Неизбежный “недостаток” всякого чисто исторического изображения всеобщей истории вместе с тем указывает нам на задачи философского трактования исторического универсума. В противоположность истории философия всегда стремится к систематизированию. Само собою понятно, что, поскольку речь идет об исторических фактах, она всегда должна опираться на эмпирическую историческую науку, подчиняясь в этом безусловно ее авторитету. Несмотря на это, однако, во всех чисто исторических трудах, включая сюда и наиболее обширные, она может видеть лишь материал, который она обрабатывает своего рода система-

[246]

тическим образом. Приступить к этой обработке она может, конечно, лишь более или менее разрешив уже свою задачу в качестве науки о принципах. Имея же, хотя в самых общих чертах, критически обоснованную систему культурных ценностей в указанном смысле, она может приступить к известного рода систематическому пониманию также и содержания истории. При этом, правда, она не строит системы общих понятий, как это делает генерализирующая наука, но зато систематическим образом отграничивает и расчленяет исторический универсум.

Что касается отграничения, то в понятие последнего исторического целого входит все то, что, благодаря своей индивидуальности, является существенным по отношению к критически обосновываемым, т. е. обладающим более нежели эмпирической всеобщностью культурным ценностям. Конечно, возникающий таким образом исторический универсум может быть опять-таки лишь “идеей” в кантовском смысле, т. е. он, подобно самой системе культурных ценностей, по содержанию своему никогда не сможет быть вполне законченным, почему он и относится уже, как говорит Медикус12, к “трансцендентальной диалектике” критики исторического разума. Но обстоятельство это не уничтожает самостоятельного значения систематического философско-исторического трактования исторического универсума. Наоборот, отнесение к системе ценностей позволяет вместе с тем и расчленить историческое целое, т.е. оно позволяет нам отграничить друг от друга определенные наиболее важные части его, как его “эпохи” или “периоды”, и расположить их таким образом, чтобы смысл истории выражала не простая лишь абстрактная формула ценности, но конкретное изображение самого развития. Выбор существенного в подобной философии истории тоже должен отличаться от аналогичного процесса в эмпирических науках; философия истории принимает ведь во внимание не все культурные ценности, обладающие эмпирической всеобщностью, но лишь только те из них, которые нашли свое обоснование в системе ценностей; масса исторических деталей должна будет поэтому отступить на задний план, так что речь будет идти об одних лишь “великих” эпохах или периодах.

Это приводит нас к мысли о науке с весьма своеобразной логической структурой, именно к понятию систематической науки о культуре. Несмотря на свой систематический характер, она не представляет из себя генерализирующей науки, т.е. она не имеет целью построить систему более или менее общих понятий, т.к. она ведь всегда имеет дело с исторической культурной жизнью, но она пытается, посредством индивидуализирующего метода, связать вместе понятия об исторических частичных инди-

[247]

видуальностях (Teilindindividualitat), сомкнуть их в законченное единое целое понятия индивидуальности исторического универсума (Universalindividualitat). Такое понятие не содержит в себе никакого противоречия. Система ценностей делает возможным систематизирование, а отнесение к системе ценностей позволяет применить индивидуализирующий метод.
_____
### ЗАДАНИЯ
A: Перескажите, пожалуйста, кратко в виде списка абзац из отрывка о философии истории, начинающийся словами «Что касается отграничения». Сохраните его основные положения.
B: Найдите в записях все строки, содержащие слово «plant», и перепишите их полностью.
_____
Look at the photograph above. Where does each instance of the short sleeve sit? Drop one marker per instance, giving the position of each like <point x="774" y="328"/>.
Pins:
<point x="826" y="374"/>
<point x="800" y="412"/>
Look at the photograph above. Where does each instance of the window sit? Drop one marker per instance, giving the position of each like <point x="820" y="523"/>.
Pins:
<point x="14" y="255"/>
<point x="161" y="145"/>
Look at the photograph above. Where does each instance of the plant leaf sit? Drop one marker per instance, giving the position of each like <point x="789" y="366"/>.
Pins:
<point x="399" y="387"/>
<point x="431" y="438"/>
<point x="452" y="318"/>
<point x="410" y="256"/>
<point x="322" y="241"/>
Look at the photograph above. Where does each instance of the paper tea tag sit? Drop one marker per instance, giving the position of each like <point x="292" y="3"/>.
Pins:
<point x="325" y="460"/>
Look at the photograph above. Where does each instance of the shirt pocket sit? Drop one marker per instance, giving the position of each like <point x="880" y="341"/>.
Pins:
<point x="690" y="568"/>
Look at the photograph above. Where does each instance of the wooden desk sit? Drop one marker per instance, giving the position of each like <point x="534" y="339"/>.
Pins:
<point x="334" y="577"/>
_____
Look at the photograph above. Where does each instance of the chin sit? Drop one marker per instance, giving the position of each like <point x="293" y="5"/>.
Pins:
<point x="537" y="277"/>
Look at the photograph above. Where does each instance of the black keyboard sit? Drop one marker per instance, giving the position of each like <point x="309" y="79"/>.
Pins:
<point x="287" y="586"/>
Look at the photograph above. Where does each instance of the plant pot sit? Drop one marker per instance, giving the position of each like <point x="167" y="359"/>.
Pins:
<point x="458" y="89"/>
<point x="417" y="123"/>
_____
### ОТВЕТЫ К ЗАДАНИЯМ
A:
- В последнее историческое целое входит всё, что благодаря своей индивидуальности существенно для критически обосновываемых культурных ценностей, то есть ценностей, обладающих более чем эмпирической всеобщностью.
- Такой исторический универсум может быть лишь «идеей» в кантовском смысле. Как и сама система культурных ценностей, он по содержанию никогда не будет вполне законченным. Поэтому, по словам Медикуса, он относится к «трансцендентальной диалектике» критики исторического разума.
- Это не лишает систематическое философско-историческое трактование исторического универсума самостоятельного значения.
- Отнесение к системе ценностей позволяет расчленить историческое целое на важнейшие части, «эпохи» или «периоды». Их можно расположить так, чтобы смысл истории выражала не абстрактная формула ценности, а конкретное изображение развития.
- Отбор существенного здесь иной, чем в эмпирических науках. Учитываются лишь культурные ценности, обоснованные в системе ценностей. Масса исторических деталей отступает на задний план, и речь идёт только о «великих» эпохах или периодах.

B:
Look at the photograph above. Where does each instance of the plant leaf sit? Drop one marker per instance, giving the position of each like <point x="789" y="366"/>.
Look at the photograph above. Where does each instance of the plant pot sit? Drop one marker per instance, giving the position of each like <point x="167" y="359"/>.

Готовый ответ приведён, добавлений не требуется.